To be done >>
Reproduce every line of the records below, requests included, and shift each x and y coordinate in the answers by adding 111 to it. Omit the pictures from your output.

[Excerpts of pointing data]
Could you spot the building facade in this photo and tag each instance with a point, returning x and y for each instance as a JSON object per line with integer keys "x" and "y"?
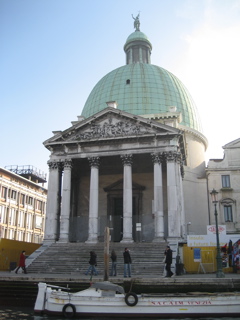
{"x": 22, "y": 204}
{"x": 224, "y": 176}
{"x": 133, "y": 161}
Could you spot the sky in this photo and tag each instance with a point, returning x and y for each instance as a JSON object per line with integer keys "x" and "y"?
{"x": 53, "y": 52}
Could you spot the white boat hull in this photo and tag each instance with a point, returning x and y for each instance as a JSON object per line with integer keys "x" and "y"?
{"x": 95, "y": 302}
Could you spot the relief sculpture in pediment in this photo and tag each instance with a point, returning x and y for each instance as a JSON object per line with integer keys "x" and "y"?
{"x": 111, "y": 129}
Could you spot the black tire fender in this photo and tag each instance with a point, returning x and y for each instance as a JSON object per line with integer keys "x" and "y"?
{"x": 133, "y": 297}
{"x": 69, "y": 314}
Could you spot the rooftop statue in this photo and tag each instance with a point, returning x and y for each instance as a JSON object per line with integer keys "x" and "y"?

Worked solution >>
Could you spot the building facade in this photo and tag each instance with a point, returning x and y for each instance as a JSON object per line with integer keys "x" and "y"?
{"x": 133, "y": 315}
{"x": 335, "y": 287}
{"x": 244, "y": 272}
Could you spot the sky in this photo and tag each instance with a point, returning x and y for each instance as a JSON object per line with integer keys "x" and "y"?
{"x": 164, "y": 163}
Could you spot the white boat hull in this photo and tag each instance with a point, returning x and y for each instance as a JSON object per line with integer keys "x" and "y"?
{"x": 206, "y": 413}
Could you spot the relief sculpture in pediment in this photo and tag each instance with a point, returning x and y for each instance as a JSON object per line with integer keys "x" and "y"?
{"x": 222, "y": 240}
Could you spot the black tire fender in this photo and tag each instance with a point, returning x and y for each instance as a JSON object per line with integer keys "x" and "y"?
{"x": 244, "y": 408}
{"x": 180, "y": 425}
Could you spot the rooftop statue in this photo and tag each instance with a point, returning x and y for each instance as a JSON object per line with integer keys "x" and "y"?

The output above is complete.